A série se inicia em 2014, algumas semanas antes do julgamento do processo de violação de patente. Os advogados os preparam para as perguntas que enfrentarão no tribunal. A resposta deles vai nos transportando, então, para a Berlim do início dos anos 90, marcada pela queda do muro de Berlim e pelo desenvolvimento de novas tecnologias computacionais.

Cartaz da série na Netflix. Reprodução[1].

A série é curta, são quatro episódios, totalizando um pouco mais de 4 horas de intrigas, reviravoltas e boas reflexões. É importante ressaltar que, embora seja uma obra inspirada em dados históricos, trata-se de uma obra ficcional. Os produtores do filme deixaram claro que não tiveram consultoria nem do Google nem da Art+Com, a empresa de Juri e Carsten.

Para Oliver Ziegenbalg, um dos roteiristas da trama, embora a série ‘Batalha Bilionária’ também fale do vale do Silício e dos desenvolvimentos tecnológicos dos anos 90, ela oferece uma perspectiva narrativa bem diferente à de “Redes Sociais”, por exemplo, justamente por não trabalhar com a história dos vencedores[2]. Algumas críticas apontam, ainda, para a tensão bíblica de “Davi e Golias”, ao trazer a história de uma dupla de desenvolvedores lutando contra uma gigante da tecnologia[3].

### O QUE FAZER
Reproduza, do texto sobre a série Batalha Bilionária, o trecho que se abre com as palavras que contêm "A série se inicia" e se fecha com "novas tecnologias computacionais.".

### REGISTROS ARMAZENADOS
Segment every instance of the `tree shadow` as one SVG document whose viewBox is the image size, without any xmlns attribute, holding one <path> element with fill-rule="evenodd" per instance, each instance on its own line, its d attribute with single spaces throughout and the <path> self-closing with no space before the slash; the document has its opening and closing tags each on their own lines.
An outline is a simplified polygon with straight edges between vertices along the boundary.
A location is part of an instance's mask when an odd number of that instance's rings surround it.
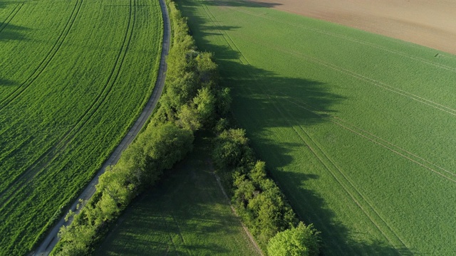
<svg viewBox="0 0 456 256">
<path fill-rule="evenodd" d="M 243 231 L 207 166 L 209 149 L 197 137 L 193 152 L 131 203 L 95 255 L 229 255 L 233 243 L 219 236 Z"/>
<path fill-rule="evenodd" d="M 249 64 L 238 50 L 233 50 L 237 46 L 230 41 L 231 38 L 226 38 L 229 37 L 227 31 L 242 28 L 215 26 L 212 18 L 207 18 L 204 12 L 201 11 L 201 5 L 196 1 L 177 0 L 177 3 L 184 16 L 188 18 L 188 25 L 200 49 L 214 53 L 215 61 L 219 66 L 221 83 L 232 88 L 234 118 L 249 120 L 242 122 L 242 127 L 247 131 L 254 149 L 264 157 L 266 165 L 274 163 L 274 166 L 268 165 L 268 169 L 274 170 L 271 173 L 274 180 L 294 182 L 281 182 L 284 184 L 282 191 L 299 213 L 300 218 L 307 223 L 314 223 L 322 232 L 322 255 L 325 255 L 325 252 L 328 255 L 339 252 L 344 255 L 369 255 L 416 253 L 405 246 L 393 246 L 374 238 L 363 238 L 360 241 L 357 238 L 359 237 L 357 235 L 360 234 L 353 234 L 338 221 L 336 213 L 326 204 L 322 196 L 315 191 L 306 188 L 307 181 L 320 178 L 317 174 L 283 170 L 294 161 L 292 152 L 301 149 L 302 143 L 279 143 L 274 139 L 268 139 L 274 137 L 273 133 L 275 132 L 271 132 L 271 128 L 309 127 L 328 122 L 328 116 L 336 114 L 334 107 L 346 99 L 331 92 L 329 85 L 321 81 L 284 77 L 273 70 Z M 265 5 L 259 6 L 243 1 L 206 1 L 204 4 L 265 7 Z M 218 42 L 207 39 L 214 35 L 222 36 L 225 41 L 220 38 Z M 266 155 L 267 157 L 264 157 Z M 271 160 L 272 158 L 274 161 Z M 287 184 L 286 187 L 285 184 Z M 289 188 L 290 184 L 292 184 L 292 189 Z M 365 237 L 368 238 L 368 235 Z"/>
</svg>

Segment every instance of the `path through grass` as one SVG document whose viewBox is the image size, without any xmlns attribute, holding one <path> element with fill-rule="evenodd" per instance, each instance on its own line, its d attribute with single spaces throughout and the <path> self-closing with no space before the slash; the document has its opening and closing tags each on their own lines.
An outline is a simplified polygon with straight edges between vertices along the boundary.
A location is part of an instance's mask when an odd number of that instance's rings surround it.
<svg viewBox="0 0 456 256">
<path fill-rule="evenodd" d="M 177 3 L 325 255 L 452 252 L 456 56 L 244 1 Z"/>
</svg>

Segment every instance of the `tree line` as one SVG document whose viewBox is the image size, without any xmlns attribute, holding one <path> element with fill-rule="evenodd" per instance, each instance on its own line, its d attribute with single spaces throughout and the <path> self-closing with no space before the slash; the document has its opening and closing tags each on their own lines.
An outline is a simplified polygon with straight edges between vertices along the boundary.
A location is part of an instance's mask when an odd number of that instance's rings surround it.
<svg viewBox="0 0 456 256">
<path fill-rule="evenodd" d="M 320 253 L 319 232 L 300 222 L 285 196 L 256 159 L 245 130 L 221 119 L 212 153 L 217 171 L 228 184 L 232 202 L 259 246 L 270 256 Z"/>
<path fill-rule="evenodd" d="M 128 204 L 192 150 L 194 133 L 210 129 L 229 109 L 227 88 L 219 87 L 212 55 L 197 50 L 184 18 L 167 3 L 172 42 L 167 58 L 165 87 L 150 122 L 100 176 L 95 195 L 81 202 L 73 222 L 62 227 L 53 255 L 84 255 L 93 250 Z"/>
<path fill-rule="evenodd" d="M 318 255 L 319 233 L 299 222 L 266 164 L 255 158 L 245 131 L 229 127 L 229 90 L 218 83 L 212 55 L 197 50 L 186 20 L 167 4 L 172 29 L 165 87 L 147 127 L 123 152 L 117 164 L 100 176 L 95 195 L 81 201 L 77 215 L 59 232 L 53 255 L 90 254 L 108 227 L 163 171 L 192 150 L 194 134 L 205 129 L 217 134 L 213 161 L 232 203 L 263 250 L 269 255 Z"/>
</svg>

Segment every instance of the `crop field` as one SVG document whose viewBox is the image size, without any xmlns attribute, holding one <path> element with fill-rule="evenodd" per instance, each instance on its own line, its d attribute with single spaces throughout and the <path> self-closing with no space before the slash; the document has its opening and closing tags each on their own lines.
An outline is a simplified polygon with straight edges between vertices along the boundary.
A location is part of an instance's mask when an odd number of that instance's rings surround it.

* * *

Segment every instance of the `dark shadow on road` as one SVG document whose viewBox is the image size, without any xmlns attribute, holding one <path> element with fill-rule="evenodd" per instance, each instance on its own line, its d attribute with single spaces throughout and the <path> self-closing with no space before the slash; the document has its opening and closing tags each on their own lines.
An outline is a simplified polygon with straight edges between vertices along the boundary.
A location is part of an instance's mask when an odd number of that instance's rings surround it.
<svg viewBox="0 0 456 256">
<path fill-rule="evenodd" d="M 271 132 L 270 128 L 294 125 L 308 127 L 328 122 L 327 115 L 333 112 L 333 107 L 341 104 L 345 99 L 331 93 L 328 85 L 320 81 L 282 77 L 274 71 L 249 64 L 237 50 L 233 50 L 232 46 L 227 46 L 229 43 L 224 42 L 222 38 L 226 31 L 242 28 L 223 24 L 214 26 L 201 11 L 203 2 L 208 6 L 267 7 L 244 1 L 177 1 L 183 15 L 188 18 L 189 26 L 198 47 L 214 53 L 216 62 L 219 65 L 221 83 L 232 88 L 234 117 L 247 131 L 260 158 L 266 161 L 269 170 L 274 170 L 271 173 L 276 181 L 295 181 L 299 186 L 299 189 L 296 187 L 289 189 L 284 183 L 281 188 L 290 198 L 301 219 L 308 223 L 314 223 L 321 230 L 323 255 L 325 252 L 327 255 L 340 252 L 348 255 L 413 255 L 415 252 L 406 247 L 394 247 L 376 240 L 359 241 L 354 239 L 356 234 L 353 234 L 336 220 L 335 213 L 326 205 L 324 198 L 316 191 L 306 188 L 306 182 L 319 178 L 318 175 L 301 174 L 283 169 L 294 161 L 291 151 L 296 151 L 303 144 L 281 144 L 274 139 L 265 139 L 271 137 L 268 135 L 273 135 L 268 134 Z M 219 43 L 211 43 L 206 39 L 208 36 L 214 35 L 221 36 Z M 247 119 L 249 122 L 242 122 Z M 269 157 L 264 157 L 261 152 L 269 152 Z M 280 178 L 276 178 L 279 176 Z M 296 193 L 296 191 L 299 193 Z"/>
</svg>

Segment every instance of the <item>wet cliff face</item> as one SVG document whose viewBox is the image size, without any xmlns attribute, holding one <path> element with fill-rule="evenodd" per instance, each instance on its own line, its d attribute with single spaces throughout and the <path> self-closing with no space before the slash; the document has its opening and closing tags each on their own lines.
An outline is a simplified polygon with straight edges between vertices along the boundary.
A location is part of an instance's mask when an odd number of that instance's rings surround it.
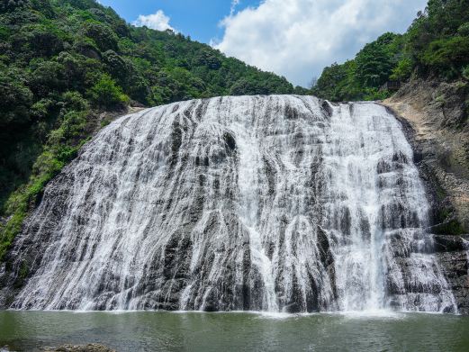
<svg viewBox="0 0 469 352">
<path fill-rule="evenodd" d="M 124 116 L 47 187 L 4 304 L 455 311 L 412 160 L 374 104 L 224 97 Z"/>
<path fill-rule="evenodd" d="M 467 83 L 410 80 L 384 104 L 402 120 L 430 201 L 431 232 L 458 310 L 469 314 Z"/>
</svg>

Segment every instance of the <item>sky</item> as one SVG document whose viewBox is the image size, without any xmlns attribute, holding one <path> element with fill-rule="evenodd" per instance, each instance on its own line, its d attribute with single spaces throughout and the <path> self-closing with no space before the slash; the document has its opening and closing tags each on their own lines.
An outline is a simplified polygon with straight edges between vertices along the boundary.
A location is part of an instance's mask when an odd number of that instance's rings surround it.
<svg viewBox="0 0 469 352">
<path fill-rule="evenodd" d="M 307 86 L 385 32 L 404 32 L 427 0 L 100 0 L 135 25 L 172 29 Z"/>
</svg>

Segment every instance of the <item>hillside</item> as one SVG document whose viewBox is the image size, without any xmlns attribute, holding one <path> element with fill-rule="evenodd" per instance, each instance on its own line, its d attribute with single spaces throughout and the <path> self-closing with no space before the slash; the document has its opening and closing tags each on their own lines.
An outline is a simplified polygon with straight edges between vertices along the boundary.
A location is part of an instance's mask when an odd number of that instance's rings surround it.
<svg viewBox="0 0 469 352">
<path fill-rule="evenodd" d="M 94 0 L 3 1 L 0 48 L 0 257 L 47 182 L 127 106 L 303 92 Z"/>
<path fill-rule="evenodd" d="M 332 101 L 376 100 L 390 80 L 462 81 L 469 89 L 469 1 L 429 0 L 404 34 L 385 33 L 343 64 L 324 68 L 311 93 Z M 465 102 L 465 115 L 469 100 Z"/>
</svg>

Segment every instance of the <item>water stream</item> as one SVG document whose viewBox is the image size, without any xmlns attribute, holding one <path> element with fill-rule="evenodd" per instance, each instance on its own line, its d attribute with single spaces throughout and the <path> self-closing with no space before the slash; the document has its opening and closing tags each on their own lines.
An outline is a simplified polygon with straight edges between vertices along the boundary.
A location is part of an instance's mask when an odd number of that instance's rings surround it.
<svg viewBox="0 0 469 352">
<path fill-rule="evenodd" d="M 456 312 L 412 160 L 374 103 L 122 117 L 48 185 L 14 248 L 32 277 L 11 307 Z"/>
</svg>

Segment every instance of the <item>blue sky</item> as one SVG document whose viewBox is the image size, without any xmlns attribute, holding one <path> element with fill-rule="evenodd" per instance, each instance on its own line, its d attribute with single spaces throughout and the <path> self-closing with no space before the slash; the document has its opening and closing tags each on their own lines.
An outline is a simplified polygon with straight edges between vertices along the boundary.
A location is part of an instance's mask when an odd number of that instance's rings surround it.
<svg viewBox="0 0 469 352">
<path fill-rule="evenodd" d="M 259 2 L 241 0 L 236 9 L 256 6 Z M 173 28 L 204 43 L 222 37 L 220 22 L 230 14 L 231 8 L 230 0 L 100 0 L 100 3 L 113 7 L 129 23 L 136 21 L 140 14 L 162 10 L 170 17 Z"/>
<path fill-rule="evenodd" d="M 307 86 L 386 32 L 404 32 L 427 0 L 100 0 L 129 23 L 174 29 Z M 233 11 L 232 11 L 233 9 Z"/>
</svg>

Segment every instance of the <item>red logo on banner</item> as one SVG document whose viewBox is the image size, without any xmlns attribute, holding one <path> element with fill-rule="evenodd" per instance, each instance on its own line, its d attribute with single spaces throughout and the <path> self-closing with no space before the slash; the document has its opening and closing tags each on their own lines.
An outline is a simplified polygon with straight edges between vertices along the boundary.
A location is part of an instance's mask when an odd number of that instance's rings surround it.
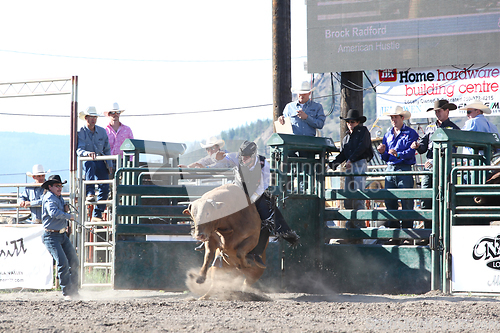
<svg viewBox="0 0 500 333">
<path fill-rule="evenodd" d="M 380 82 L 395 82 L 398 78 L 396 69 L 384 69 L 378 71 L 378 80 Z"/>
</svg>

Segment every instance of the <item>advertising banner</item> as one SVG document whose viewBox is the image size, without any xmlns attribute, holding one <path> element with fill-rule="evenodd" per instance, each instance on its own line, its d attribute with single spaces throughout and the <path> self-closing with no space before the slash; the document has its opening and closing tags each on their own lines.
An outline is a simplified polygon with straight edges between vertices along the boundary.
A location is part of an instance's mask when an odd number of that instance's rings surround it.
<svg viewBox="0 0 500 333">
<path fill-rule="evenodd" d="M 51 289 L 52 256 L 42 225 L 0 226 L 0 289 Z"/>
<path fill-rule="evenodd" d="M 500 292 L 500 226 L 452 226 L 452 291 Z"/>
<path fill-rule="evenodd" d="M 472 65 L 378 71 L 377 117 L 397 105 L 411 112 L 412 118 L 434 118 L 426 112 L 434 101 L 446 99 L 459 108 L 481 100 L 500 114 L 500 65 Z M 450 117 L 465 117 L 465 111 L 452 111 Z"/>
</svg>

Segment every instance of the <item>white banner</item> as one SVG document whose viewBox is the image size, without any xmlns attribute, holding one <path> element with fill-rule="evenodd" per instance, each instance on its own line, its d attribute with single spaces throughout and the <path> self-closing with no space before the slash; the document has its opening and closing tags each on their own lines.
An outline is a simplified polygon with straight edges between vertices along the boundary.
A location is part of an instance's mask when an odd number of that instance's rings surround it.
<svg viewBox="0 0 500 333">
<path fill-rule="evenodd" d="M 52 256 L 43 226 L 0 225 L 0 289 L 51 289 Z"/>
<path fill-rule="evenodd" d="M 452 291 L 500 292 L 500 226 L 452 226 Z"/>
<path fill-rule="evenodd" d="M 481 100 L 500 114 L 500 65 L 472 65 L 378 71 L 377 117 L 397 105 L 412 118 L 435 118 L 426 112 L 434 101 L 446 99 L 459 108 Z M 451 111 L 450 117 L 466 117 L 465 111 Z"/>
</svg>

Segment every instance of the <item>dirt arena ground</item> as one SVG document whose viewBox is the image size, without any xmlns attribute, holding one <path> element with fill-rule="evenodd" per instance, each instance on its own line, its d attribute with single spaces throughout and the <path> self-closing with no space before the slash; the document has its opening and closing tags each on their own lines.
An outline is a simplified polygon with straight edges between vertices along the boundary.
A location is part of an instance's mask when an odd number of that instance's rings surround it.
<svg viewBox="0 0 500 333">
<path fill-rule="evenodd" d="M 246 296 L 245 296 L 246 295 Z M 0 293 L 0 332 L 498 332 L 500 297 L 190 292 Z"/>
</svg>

### RESULTADO DO EXERCÍCIO
A série se inicia em 2014, algumas semanas antes do julgamento do processo de violação de patente. Os advogados os preparam para as perguntas que enfrentarão no tribunal. A resposta deles vai nos transportando, então, para a Berlim do início dos anos 90, marcada pela queda do muro de Berlim e pelo desenvolvimento de novas tecnologias computacionais.